╔══

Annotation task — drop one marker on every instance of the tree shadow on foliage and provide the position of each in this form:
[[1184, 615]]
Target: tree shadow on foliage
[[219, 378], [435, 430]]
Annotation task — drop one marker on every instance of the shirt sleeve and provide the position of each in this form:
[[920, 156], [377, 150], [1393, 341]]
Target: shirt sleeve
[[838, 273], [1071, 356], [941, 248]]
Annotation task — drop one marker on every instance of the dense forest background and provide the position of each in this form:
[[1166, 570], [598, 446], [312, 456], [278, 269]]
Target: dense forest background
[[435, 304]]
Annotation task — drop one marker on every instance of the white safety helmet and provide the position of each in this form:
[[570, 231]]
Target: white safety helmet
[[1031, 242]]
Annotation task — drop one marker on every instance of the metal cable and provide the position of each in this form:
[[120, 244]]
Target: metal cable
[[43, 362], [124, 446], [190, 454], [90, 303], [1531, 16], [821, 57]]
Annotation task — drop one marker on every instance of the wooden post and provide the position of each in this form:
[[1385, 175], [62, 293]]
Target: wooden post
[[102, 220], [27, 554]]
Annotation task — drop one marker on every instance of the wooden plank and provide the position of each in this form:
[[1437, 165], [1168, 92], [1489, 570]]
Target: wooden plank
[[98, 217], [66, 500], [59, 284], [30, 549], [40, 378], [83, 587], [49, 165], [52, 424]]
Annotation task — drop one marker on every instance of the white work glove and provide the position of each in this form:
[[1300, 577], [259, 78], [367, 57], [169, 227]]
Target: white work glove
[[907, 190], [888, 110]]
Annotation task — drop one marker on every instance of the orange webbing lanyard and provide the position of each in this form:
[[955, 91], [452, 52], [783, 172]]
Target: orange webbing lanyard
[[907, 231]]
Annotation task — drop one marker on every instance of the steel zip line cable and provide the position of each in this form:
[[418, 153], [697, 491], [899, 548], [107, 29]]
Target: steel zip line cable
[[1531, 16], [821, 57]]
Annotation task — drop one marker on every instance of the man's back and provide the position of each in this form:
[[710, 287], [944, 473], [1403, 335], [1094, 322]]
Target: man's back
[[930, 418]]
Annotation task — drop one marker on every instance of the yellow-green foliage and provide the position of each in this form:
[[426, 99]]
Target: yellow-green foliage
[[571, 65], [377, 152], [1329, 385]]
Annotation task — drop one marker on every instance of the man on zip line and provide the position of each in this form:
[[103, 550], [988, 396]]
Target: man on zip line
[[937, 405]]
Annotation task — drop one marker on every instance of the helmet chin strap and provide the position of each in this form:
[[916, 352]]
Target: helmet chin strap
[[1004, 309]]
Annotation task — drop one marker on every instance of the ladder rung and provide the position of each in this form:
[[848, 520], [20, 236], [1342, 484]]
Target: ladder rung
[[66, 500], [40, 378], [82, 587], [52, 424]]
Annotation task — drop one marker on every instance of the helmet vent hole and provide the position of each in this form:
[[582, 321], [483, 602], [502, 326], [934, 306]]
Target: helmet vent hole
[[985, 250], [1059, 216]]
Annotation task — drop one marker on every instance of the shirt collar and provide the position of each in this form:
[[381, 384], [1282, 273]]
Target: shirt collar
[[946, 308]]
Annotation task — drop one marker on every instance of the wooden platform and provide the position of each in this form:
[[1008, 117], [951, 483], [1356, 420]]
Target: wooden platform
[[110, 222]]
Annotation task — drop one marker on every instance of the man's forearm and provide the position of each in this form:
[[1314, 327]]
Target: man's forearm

╚══

→ **YOUR TASK**
Copy out the rows above, unchanged, from the line with "of the metal" to the line with "[[907, 190], [888, 110]]", including both of those lines.

→ **FULL ANSWER**
Annotation task — drop one marker on every instance of the metal cable and provide the position of each in this form:
[[120, 244]]
Target: metal cable
[[43, 362], [124, 446], [190, 454], [90, 303], [1531, 16], [821, 57]]
Annotation task — drop one marker on every instance of the wooden post and provide the position of each in this form:
[[1385, 175], [62, 293]]
Target: wooden post
[[102, 220], [27, 554]]
Annotation task — drop one marker on every instance of the wooden plank and provide the position of each in this form:
[[1437, 165], [1168, 92], [1489, 570]]
Target: wooden plank
[[98, 217], [66, 500], [59, 284], [30, 549], [40, 378], [83, 587], [49, 165], [52, 424]]
Annotation task — drop one marker on every instance of the white work glove and provide the position of each in this form:
[[1300, 577], [259, 78], [367, 57], [169, 227]]
Target: white work glove
[[907, 190], [888, 110]]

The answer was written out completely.